Return the lines below exactly as they appear, please, starting with the first and ending with the one that contains "Target: lamp post with globes".

* [PROVIDED RECORDS]
BEGIN

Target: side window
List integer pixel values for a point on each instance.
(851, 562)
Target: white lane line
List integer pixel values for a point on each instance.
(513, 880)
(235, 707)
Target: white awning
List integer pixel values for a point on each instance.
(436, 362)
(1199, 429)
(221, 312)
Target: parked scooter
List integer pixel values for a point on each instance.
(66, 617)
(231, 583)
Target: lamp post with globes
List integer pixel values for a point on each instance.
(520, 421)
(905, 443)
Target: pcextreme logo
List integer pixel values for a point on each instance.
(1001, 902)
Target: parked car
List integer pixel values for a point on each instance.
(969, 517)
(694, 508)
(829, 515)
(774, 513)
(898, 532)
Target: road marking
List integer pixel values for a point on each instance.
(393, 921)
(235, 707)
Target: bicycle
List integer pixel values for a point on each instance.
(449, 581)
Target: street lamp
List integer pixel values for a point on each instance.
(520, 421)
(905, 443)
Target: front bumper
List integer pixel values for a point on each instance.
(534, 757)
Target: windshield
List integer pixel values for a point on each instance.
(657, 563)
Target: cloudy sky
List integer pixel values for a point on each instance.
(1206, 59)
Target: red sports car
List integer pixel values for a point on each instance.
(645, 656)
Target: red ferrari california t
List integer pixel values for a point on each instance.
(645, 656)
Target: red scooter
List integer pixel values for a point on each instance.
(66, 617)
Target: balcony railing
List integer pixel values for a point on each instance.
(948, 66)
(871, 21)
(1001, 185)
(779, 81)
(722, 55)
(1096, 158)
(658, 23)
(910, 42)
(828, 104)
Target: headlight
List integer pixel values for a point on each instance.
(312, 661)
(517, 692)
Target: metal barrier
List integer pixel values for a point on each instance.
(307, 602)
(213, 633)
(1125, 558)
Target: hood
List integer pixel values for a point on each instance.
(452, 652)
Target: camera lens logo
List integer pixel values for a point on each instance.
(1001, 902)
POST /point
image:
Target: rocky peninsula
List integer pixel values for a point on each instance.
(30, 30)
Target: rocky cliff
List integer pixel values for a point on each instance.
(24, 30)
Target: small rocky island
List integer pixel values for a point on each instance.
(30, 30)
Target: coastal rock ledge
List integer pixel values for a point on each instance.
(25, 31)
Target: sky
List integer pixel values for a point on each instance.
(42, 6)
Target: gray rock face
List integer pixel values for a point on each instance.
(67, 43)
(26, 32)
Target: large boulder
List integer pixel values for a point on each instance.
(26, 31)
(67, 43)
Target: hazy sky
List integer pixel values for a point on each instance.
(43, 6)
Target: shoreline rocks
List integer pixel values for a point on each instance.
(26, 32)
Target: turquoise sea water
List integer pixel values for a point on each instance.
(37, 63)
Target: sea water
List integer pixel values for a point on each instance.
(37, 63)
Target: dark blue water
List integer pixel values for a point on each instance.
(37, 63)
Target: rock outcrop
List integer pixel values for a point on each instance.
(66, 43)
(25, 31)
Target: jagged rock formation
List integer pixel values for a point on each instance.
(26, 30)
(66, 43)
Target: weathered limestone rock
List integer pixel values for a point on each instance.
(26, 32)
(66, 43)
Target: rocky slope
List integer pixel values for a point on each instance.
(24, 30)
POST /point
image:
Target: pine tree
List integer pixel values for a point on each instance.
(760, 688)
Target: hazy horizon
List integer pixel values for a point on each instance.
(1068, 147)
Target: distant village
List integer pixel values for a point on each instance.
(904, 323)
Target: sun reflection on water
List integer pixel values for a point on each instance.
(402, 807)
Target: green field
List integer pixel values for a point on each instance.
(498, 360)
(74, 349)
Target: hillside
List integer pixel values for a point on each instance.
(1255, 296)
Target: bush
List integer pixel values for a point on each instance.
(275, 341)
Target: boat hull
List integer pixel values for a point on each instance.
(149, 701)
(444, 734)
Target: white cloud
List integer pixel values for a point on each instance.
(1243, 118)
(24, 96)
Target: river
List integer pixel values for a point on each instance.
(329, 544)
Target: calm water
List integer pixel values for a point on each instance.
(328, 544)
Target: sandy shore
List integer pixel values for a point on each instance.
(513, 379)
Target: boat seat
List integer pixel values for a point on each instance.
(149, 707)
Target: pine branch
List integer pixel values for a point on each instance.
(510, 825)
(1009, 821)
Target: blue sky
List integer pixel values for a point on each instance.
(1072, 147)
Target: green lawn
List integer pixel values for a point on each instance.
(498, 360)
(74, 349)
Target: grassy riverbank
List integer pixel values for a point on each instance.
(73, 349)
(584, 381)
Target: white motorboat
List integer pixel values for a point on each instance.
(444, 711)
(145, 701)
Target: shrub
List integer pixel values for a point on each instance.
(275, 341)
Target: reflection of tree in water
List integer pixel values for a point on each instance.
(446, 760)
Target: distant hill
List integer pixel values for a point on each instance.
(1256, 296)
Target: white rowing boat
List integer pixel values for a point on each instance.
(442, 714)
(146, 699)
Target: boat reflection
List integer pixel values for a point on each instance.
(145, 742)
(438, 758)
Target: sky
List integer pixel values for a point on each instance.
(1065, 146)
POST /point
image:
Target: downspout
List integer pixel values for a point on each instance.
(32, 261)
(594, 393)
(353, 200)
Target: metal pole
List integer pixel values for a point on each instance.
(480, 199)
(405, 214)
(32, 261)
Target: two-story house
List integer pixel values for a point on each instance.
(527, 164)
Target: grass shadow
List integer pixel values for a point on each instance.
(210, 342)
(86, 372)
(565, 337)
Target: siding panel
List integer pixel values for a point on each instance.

END

* [ANSWER]
Target: side window
List integer pixel values for a point on each instance.
(851, 562)
Target: white lane line
List integer pixel values for a point on each instance.
(513, 880)
(235, 707)
Target: white awning
List integer pixel values for a point on each instance.
(436, 362)
(1199, 429)
(221, 312)
Target: parked scooter
List integer pixel values for a point on each instance.
(66, 617)
(231, 583)
Target: lamp post with globes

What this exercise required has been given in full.